> [Exercise requirements]:
Write out only the part of the entries below that opens with the line containing "Where can you see the gravel" and closes with the line containing "point(633, 240)", keeping every line as it stands except the answers. In the answers, scale each coordinate by 1.85 and round it to a whole number, with halves rounding up.
--*--
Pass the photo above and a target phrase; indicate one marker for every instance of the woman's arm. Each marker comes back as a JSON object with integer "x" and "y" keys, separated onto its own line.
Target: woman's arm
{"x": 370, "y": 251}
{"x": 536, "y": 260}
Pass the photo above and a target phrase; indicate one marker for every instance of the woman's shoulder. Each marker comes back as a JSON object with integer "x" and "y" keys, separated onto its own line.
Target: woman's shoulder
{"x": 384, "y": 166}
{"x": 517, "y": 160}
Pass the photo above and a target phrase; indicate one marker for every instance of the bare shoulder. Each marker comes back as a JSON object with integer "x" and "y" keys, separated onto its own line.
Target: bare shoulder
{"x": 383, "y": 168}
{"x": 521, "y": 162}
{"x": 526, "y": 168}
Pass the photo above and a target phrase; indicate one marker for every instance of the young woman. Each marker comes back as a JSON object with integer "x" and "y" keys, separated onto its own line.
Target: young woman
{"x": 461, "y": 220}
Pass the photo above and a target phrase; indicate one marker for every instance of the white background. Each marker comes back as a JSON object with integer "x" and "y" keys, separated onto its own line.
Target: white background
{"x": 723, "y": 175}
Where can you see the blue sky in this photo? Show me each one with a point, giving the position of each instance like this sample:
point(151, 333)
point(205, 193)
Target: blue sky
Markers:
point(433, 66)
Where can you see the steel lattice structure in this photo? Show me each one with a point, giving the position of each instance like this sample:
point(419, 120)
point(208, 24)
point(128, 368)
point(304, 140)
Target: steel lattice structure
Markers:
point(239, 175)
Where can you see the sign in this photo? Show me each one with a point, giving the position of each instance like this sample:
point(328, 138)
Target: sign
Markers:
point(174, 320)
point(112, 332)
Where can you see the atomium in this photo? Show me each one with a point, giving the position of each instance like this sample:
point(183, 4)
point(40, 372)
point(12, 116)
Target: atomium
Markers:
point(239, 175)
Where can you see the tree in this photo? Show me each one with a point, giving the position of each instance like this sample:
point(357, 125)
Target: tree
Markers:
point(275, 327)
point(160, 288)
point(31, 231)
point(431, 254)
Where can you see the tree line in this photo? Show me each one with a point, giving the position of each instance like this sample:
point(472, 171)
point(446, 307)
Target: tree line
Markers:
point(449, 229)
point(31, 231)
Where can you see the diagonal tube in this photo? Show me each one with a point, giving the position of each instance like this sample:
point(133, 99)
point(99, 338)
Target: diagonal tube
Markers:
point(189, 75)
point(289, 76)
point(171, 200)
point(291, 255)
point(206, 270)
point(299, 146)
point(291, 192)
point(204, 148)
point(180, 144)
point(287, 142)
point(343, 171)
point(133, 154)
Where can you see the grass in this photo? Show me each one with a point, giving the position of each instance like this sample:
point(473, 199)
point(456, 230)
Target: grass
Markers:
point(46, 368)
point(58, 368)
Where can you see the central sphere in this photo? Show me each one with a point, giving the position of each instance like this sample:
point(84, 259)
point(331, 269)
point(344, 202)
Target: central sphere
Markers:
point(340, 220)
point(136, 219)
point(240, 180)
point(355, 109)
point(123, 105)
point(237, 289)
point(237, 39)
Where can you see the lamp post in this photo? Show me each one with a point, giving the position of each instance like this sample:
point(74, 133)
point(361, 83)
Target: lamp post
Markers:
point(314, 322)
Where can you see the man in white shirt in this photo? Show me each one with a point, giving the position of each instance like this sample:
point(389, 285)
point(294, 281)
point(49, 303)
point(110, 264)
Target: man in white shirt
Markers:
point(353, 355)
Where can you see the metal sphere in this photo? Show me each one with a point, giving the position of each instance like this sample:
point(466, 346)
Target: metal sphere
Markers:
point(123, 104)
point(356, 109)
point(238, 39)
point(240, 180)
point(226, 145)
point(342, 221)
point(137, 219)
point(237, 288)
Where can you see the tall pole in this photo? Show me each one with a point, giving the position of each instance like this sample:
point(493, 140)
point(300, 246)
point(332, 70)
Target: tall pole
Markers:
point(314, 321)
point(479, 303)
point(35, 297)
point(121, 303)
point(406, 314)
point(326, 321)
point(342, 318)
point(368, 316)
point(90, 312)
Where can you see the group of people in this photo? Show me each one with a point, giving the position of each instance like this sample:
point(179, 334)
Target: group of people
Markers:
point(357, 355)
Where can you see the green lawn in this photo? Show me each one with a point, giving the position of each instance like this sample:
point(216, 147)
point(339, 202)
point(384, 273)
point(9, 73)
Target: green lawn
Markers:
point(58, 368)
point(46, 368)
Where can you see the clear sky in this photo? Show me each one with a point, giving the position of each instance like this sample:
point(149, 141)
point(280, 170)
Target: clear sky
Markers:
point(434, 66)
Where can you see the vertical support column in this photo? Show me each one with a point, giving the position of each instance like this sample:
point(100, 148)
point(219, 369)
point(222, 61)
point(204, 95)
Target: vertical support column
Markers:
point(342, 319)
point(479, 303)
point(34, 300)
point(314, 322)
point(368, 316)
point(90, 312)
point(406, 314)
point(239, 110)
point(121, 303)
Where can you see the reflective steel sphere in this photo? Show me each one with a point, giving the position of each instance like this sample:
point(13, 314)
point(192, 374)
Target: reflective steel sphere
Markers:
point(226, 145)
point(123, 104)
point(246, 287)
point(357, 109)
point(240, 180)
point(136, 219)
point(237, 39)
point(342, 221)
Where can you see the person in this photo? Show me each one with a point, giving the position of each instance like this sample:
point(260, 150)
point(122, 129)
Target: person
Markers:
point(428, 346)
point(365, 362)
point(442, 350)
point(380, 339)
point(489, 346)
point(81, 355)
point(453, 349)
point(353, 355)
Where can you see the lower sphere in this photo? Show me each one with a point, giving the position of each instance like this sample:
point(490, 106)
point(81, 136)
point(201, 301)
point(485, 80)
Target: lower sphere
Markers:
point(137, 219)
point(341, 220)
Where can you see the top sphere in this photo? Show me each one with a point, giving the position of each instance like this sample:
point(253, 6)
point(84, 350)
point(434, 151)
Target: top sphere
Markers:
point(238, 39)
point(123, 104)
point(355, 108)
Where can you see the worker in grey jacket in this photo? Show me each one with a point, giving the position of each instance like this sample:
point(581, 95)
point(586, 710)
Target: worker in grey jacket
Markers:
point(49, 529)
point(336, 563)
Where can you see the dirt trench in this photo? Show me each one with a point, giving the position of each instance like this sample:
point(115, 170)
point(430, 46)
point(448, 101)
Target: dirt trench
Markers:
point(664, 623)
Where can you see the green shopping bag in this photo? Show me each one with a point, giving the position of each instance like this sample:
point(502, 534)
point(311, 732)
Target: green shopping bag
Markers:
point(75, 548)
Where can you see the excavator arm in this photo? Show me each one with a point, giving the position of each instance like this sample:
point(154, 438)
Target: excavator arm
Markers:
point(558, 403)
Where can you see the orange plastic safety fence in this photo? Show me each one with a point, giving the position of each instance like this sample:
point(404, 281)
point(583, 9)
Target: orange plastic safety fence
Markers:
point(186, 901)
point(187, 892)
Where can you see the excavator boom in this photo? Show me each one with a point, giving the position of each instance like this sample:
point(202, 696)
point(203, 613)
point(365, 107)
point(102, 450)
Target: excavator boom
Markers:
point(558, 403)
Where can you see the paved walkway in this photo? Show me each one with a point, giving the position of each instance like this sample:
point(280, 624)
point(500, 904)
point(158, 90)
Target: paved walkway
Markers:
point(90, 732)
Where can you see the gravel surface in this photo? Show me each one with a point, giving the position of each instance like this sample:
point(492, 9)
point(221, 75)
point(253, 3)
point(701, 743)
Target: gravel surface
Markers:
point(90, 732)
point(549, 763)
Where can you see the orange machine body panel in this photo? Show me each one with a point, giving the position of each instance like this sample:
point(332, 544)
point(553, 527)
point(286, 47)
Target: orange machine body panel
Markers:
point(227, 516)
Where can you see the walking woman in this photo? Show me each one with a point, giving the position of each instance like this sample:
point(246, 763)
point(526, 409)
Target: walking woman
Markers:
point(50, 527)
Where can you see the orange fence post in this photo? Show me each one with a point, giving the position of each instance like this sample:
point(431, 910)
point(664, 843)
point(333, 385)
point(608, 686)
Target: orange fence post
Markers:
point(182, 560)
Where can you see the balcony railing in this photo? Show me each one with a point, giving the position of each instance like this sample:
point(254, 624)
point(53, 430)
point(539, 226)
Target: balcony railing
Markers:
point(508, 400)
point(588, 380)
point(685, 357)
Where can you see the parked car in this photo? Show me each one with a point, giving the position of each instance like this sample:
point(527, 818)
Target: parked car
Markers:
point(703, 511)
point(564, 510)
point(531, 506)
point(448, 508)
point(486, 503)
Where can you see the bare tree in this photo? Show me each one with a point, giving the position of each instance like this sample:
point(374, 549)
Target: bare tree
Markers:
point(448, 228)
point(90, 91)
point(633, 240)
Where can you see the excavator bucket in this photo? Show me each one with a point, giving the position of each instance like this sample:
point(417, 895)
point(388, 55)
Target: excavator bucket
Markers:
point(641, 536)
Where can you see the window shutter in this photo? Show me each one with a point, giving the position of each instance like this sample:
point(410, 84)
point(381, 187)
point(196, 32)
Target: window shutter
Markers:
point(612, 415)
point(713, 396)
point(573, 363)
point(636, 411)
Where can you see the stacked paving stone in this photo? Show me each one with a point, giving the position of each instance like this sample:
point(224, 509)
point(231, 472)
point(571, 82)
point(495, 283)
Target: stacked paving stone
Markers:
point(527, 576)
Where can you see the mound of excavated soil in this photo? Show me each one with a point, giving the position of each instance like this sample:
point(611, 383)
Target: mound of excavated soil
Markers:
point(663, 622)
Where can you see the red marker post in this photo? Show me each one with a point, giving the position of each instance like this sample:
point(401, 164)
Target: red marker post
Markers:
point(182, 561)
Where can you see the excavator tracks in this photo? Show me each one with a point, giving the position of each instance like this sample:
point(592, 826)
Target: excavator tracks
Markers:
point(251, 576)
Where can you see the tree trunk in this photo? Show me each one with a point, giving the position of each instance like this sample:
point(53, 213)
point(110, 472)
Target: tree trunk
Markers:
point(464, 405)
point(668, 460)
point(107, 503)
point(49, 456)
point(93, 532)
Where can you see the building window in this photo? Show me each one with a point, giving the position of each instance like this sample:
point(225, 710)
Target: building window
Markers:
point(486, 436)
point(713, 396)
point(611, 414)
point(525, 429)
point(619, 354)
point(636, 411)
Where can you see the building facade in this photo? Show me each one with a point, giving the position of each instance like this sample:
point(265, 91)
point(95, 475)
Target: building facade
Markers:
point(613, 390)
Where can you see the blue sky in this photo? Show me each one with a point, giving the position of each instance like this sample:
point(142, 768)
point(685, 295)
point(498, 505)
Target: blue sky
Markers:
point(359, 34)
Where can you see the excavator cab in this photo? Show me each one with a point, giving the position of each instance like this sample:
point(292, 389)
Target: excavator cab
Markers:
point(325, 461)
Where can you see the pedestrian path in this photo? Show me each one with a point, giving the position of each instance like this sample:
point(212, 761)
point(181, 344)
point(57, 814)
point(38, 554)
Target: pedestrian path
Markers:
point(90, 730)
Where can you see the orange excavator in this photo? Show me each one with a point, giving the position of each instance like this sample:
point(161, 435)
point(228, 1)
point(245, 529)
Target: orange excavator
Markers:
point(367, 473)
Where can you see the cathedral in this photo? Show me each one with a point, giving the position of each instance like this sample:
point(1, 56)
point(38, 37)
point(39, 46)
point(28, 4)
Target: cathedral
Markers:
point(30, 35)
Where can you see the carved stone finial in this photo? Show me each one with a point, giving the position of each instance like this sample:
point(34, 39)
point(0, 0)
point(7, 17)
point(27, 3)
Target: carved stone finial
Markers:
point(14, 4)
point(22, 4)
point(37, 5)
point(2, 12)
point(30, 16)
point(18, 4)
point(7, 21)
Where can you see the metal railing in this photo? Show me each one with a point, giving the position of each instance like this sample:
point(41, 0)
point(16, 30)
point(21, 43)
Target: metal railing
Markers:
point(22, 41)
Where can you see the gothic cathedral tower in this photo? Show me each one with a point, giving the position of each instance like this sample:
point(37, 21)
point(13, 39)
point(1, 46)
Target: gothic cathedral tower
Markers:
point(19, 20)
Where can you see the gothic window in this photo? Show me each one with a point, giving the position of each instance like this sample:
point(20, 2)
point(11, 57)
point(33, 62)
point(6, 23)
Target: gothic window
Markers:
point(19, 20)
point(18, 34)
--*--
> [Solution below]:
Where can you see the gravel surface in this photo? Show me each one with a point, giving the position of each instance like this sample:
point(492, 9)
point(221, 75)
point(253, 3)
point(701, 743)
Target: gravel surface
Markers:
point(167, 1354)
point(1016, 1412)
Where can you see the orange machine body panel in this photo? Show me each one with a point, giving the position of each instance like this sample:
point(332, 544)
point(553, 527)
point(286, 47)
Target: orange machine body panel
Markers:
point(420, 955)
Where can you see the walking woman in this photo? Show me each one with a point, giving the position of each instance like this sample:
point(246, 763)
point(526, 409)
Target: walking woman
Markers:
point(93, 975)
Where can you see the orange fence post in this photo? Show me each one with a point, giving the position of each instance like this sample:
point(431, 910)
point(664, 843)
point(333, 385)
point(608, 686)
Target: orange fence post
Markers:
point(337, 1036)
Where can you see the balcony railing in this photo? Show me each one with a point, giving the position of each instance like this sample:
point(254, 624)
point(53, 430)
point(539, 226)
Target: balcony railing
Markers:
point(940, 740)
point(1088, 703)
point(1267, 660)
Where can you see the parked car in this photo? Show me each one with a point, giving the position of each instance like this sample:
point(527, 818)
Target: parked car
Markers:
point(1301, 945)
point(1043, 944)
point(982, 936)
point(829, 940)
point(899, 931)
Where can you see the bare tree in this photo? Show me each one with a point, giving the position of each instance like this sample:
point(374, 549)
Target: bare tree
Markers:
point(829, 422)
point(167, 168)
point(1171, 444)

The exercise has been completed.